Instructions to follow | How many lines in the listing below include the word "would"? Answer with the number and nothing else.

Dataset excerpts |

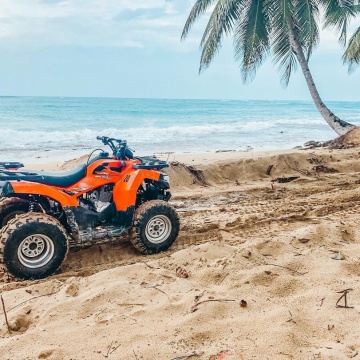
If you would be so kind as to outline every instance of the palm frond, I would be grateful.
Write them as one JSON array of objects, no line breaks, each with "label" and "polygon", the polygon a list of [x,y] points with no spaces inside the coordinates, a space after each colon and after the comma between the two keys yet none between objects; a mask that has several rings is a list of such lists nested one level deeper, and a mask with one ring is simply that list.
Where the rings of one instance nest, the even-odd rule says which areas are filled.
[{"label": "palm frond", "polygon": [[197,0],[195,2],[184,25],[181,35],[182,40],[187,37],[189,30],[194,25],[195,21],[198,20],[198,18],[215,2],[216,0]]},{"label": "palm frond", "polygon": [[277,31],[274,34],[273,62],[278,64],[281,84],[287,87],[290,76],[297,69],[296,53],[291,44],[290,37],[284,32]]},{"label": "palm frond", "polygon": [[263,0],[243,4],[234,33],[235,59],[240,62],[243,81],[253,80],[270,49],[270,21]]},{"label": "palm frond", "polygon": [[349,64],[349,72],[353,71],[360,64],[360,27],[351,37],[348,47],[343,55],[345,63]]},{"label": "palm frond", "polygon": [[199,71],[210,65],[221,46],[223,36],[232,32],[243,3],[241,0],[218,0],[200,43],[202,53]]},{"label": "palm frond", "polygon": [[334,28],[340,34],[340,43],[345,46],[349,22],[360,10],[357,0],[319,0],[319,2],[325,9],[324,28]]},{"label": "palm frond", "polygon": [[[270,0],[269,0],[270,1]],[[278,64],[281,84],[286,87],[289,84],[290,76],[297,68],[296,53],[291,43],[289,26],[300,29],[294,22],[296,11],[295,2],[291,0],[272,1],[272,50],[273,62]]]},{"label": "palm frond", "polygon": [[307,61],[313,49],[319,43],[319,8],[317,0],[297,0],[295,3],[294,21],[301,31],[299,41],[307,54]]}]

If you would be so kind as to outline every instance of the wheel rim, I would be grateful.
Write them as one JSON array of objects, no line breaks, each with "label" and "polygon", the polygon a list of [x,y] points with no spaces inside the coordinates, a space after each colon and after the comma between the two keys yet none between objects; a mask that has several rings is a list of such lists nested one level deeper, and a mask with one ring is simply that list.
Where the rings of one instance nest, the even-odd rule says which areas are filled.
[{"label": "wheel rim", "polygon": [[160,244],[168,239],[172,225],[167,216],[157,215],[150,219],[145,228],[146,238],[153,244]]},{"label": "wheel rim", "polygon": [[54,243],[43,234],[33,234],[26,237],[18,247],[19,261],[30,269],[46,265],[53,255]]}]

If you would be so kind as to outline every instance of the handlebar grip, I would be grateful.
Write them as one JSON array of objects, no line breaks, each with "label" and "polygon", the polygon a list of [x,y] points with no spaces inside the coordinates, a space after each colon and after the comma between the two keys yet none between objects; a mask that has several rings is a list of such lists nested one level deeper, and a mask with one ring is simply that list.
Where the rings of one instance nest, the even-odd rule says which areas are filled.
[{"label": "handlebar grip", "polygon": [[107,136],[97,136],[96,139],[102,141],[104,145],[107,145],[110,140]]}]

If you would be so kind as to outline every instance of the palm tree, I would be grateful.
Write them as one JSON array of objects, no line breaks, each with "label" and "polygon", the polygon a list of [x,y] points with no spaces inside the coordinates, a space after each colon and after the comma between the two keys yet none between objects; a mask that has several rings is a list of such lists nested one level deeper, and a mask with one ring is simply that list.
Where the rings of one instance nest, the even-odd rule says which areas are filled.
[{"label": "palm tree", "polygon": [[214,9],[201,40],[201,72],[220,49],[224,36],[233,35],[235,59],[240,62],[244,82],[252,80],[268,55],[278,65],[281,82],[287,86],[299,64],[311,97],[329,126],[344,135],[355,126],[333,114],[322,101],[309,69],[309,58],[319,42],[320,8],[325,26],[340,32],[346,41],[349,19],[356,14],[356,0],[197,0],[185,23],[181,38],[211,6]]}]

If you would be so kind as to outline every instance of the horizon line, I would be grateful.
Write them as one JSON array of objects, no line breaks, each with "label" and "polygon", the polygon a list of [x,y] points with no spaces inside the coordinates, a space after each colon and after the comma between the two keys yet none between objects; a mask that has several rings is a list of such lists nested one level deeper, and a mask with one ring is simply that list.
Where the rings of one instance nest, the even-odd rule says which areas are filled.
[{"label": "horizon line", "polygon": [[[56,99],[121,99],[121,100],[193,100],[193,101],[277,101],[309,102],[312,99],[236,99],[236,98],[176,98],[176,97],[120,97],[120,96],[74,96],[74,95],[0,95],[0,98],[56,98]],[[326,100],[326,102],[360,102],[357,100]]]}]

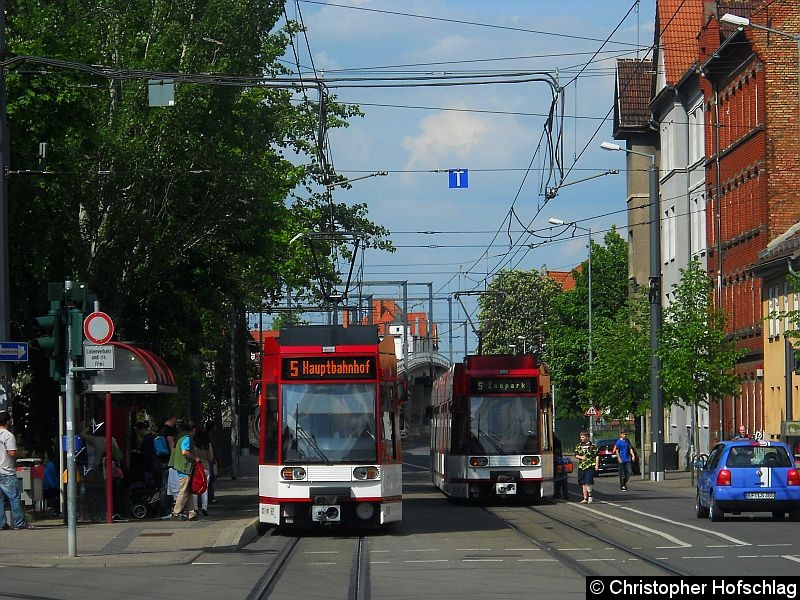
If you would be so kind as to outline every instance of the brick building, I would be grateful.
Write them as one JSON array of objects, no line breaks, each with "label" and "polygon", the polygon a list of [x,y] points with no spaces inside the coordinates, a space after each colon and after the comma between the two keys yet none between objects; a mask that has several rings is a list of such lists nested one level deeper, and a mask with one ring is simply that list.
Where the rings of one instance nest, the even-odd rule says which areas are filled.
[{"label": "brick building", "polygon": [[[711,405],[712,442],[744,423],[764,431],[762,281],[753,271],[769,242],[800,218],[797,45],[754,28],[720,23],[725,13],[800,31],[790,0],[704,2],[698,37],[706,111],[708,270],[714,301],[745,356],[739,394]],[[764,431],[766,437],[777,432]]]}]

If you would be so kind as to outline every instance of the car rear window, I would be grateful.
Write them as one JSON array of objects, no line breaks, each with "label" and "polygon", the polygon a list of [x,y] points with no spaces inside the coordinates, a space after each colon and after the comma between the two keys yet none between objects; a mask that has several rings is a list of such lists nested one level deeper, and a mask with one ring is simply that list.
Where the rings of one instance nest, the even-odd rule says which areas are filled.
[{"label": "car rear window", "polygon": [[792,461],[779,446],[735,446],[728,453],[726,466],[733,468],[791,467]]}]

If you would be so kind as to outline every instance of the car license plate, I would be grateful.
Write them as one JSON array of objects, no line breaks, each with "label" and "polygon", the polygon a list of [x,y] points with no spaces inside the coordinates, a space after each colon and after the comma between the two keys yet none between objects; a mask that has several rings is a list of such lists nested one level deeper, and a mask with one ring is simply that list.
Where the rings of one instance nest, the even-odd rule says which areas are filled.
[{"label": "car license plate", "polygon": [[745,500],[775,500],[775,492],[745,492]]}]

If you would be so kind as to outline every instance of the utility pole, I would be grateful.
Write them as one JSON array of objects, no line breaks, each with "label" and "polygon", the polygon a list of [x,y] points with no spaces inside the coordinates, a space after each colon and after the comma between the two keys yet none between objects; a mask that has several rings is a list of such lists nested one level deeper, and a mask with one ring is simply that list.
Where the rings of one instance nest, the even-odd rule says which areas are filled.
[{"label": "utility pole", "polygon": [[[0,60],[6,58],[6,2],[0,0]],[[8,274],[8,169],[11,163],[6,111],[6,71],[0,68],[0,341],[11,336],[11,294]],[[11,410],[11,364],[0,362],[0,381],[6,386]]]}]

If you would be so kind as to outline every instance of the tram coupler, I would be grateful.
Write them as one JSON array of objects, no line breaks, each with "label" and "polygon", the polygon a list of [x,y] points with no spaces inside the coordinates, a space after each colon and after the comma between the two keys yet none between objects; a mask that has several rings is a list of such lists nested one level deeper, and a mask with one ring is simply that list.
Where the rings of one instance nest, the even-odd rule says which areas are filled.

Reply to the exercise | 10